** start DATA FOR THIS TASK **

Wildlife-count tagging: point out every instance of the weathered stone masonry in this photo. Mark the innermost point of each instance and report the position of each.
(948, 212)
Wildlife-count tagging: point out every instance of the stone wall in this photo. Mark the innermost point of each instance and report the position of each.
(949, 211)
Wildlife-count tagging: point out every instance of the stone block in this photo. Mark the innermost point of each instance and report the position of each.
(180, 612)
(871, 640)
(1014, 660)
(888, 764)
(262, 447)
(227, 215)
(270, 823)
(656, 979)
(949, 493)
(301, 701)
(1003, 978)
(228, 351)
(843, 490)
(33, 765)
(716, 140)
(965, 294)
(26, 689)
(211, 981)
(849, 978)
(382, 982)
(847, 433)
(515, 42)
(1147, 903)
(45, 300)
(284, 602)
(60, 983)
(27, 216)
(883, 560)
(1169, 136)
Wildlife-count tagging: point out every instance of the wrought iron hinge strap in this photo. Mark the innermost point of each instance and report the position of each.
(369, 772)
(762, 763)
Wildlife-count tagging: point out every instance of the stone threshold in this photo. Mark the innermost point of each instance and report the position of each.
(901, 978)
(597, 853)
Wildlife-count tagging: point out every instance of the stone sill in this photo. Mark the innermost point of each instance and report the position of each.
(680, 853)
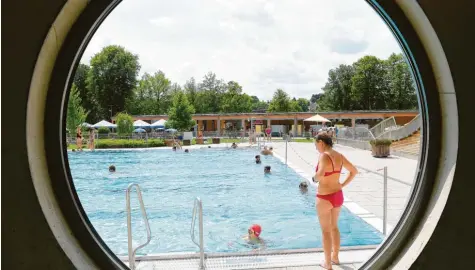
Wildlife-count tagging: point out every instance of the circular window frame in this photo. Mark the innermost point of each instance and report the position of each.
(46, 118)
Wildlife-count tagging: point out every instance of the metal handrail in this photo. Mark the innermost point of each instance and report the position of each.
(129, 223)
(198, 208)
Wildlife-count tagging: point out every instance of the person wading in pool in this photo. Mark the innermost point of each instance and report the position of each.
(253, 235)
(330, 195)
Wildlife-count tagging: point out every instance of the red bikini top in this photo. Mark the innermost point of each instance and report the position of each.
(333, 167)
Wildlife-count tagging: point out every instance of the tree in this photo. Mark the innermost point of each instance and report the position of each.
(280, 102)
(151, 96)
(211, 90)
(112, 78)
(180, 113)
(257, 104)
(369, 86)
(338, 89)
(87, 99)
(191, 90)
(402, 92)
(234, 101)
(304, 104)
(76, 114)
(125, 124)
(315, 97)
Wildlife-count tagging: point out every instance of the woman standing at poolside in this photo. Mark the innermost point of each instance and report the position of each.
(330, 195)
(92, 138)
(79, 138)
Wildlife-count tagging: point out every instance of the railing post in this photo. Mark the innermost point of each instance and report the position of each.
(385, 200)
(202, 251)
(286, 141)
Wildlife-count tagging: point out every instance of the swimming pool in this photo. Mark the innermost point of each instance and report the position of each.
(234, 191)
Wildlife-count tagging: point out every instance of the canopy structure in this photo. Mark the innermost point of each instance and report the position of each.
(159, 124)
(317, 118)
(141, 124)
(104, 123)
(140, 130)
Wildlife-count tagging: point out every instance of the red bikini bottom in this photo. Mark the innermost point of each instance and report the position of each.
(336, 199)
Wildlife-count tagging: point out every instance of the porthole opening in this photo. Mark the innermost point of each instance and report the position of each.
(291, 140)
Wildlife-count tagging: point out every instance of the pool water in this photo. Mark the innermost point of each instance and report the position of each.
(234, 191)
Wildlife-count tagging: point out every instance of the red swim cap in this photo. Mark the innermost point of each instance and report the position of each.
(256, 228)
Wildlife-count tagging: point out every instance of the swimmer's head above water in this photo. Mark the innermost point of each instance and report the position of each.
(254, 231)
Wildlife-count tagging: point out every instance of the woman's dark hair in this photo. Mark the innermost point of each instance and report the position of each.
(325, 138)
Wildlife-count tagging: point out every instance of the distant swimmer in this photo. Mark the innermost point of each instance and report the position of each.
(267, 151)
(303, 186)
(253, 234)
(258, 159)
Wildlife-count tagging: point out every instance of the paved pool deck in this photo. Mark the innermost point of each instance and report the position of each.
(364, 195)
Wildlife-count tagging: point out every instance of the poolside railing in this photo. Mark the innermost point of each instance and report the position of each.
(132, 251)
(198, 210)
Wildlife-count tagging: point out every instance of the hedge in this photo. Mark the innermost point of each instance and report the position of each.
(122, 143)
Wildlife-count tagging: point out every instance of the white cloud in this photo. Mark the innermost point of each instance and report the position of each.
(263, 45)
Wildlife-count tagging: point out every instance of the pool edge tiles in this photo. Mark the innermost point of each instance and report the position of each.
(282, 259)
(354, 208)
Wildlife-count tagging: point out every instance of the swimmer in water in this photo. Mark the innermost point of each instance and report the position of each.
(253, 235)
(266, 151)
(303, 186)
(258, 159)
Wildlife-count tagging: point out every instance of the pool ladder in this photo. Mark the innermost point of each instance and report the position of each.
(129, 223)
(198, 210)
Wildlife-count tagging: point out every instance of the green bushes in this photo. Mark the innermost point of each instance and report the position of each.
(122, 143)
(103, 130)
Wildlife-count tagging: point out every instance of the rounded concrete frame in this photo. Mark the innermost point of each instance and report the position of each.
(71, 236)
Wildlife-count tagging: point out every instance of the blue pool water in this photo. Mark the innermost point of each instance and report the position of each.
(234, 191)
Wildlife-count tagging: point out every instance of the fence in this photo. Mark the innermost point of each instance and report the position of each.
(404, 131)
(383, 126)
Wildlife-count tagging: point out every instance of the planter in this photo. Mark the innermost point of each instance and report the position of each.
(169, 142)
(380, 150)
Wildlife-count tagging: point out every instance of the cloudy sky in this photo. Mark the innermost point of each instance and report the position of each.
(263, 45)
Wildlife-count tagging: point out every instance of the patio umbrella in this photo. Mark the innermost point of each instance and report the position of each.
(104, 123)
(141, 124)
(317, 118)
(86, 125)
(159, 124)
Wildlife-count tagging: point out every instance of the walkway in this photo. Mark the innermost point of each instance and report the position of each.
(365, 194)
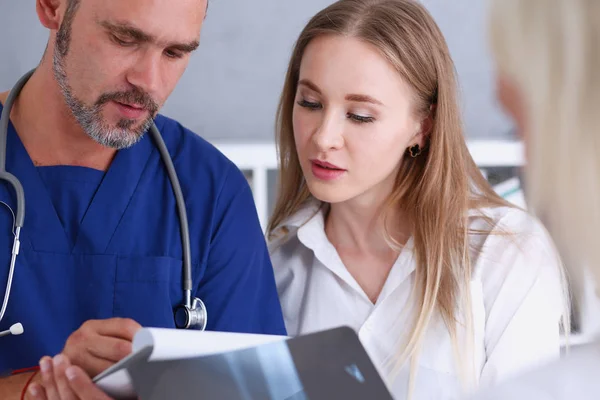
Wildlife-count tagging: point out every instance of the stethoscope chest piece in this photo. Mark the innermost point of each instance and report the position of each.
(191, 318)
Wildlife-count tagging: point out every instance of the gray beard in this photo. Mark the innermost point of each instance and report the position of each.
(90, 117)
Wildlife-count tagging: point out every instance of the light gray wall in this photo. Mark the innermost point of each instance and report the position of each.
(232, 84)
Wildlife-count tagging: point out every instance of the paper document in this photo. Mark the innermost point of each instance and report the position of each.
(158, 344)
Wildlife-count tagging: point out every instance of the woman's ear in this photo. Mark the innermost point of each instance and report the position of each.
(424, 130)
(48, 13)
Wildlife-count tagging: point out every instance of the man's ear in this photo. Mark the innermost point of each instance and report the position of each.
(48, 13)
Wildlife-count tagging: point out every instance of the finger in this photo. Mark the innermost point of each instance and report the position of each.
(90, 364)
(82, 385)
(61, 363)
(36, 392)
(123, 328)
(109, 348)
(48, 378)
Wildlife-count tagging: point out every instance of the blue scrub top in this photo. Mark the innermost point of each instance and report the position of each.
(97, 245)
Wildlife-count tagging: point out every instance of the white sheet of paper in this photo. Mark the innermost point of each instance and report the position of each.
(170, 344)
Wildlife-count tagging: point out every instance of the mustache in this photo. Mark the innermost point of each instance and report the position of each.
(135, 96)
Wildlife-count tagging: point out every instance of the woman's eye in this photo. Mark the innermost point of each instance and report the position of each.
(309, 105)
(360, 118)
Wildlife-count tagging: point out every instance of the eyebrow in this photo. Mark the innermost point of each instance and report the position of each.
(125, 29)
(359, 98)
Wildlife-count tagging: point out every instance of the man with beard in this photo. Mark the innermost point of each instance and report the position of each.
(101, 251)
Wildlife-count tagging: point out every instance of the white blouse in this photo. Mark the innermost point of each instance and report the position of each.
(516, 295)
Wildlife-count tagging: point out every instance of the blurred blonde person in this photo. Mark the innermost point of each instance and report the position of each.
(385, 224)
(549, 81)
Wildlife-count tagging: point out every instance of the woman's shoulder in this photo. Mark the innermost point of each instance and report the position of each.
(507, 223)
(511, 239)
(285, 235)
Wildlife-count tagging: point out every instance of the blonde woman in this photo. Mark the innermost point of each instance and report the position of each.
(384, 223)
(549, 81)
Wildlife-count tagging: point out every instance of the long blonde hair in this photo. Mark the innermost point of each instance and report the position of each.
(549, 49)
(436, 189)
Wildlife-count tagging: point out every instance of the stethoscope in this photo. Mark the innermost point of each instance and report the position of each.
(190, 314)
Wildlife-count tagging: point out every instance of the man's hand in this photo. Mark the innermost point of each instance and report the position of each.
(62, 381)
(98, 344)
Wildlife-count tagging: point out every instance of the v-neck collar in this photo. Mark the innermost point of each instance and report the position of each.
(42, 225)
(311, 233)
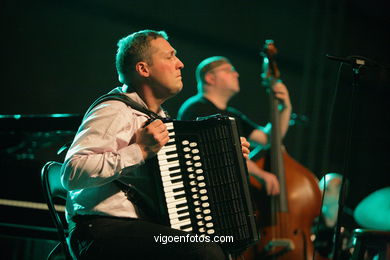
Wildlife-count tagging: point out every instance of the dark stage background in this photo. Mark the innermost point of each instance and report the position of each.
(58, 56)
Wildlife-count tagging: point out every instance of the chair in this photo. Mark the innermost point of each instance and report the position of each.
(52, 188)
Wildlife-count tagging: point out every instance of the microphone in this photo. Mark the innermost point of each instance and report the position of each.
(357, 61)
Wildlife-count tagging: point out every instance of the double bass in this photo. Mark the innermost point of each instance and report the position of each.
(284, 220)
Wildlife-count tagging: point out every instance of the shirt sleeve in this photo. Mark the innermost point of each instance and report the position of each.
(104, 145)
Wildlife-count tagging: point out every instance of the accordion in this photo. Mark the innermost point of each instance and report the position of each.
(201, 181)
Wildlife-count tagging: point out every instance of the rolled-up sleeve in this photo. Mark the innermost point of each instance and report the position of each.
(103, 147)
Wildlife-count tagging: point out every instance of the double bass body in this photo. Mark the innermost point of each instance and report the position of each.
(285, 220)
(287, 234)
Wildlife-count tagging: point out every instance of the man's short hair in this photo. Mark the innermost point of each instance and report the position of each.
(207, 65)
(132, 49)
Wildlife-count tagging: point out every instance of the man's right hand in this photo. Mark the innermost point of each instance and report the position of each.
(152, 138)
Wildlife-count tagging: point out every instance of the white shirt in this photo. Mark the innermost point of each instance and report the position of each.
(103, 150)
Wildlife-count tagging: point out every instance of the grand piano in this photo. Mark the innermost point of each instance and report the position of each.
(27, 143)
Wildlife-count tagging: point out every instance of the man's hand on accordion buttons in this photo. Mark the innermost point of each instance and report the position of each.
(152, 138)
(245, 147)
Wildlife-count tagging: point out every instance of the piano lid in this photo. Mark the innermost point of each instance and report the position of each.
(39, 122)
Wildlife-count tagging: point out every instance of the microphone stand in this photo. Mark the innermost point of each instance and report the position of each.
(357, 64)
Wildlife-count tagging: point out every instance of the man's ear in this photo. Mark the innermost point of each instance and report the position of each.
(209, 78)
(142, 69)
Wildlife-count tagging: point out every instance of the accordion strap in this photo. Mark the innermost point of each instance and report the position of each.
(137, 197)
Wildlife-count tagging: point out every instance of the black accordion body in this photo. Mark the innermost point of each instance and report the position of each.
(202, 181)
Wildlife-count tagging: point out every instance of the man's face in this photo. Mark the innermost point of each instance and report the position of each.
(165, 70)
(226, 78)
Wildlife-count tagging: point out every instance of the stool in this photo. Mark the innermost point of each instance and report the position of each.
(372, 241)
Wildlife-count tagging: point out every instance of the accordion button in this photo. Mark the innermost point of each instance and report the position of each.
(209, 224)
(198, 164)
(208, 218)
(211, 231)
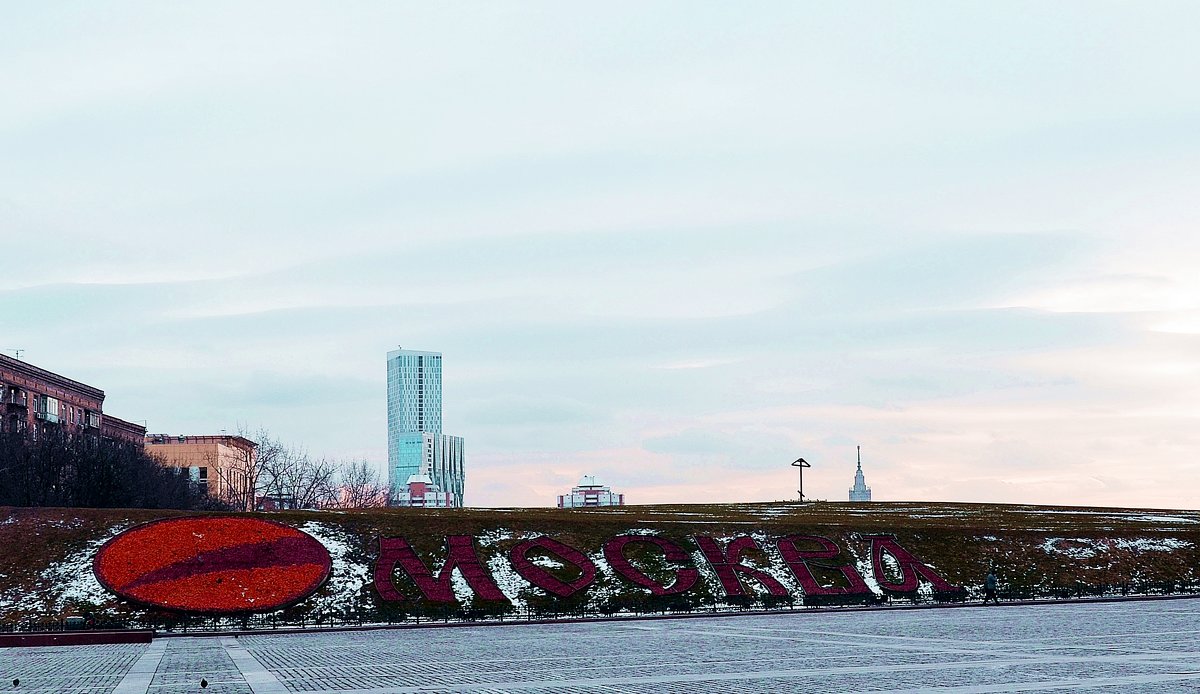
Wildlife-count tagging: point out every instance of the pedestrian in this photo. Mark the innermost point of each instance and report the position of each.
(989, 587)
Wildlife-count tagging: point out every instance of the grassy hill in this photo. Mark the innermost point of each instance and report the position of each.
(46, 554)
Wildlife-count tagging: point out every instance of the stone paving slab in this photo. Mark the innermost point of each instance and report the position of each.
(1143, 646)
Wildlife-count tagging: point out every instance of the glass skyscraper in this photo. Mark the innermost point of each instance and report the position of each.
(415, 443)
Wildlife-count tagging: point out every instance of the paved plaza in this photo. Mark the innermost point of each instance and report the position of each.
(1134, 646)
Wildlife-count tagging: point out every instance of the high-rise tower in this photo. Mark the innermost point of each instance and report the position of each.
(415, 443)
(859, 491)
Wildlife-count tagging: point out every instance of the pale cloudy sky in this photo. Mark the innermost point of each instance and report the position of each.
(671, 244)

** end DATA FOR THIS TASK **

Give everything from the line containing "Wildlife-count tagging: point out every instance of the grassy" down to the last line as a numbered list, leaving out any blank lines.

_REPLY TO THE EXERCISE_:
1. Wildlife-count tagging: point out every instance of the grassy hill in this photo. Mark the innermost point of each instance and report the position of each.
2. (46, 554)
3. Wildlife-count tagging: point out every instance of the stone paving slab in this photo. Mark the innermost point of each instance and report the position of each.
4. (1143, 646)
5. Wildlife-count tagging: point out every instance of the glass skyscraper in this photo. Mark the innermost point of each instance and report the position of each.
6. (415, 443)
7. Wildlife-count tagging: point out every instance of the paved plaza in this photo. Mark the innermost point of each instance and report the position of each.
8. (1134, 646)
9. Wildlife-count tagging: point out every instance of the high-rise tower in this photo. Mark the innermost point of each instance and report the position of each.
10. (415, 443)
11. (859, 491)
12. Wildlife-count tagging: point out every instance of the pale cloudy sky in this photo. Mark the innermost point of each instance and report the position of each.
13. (671, 244)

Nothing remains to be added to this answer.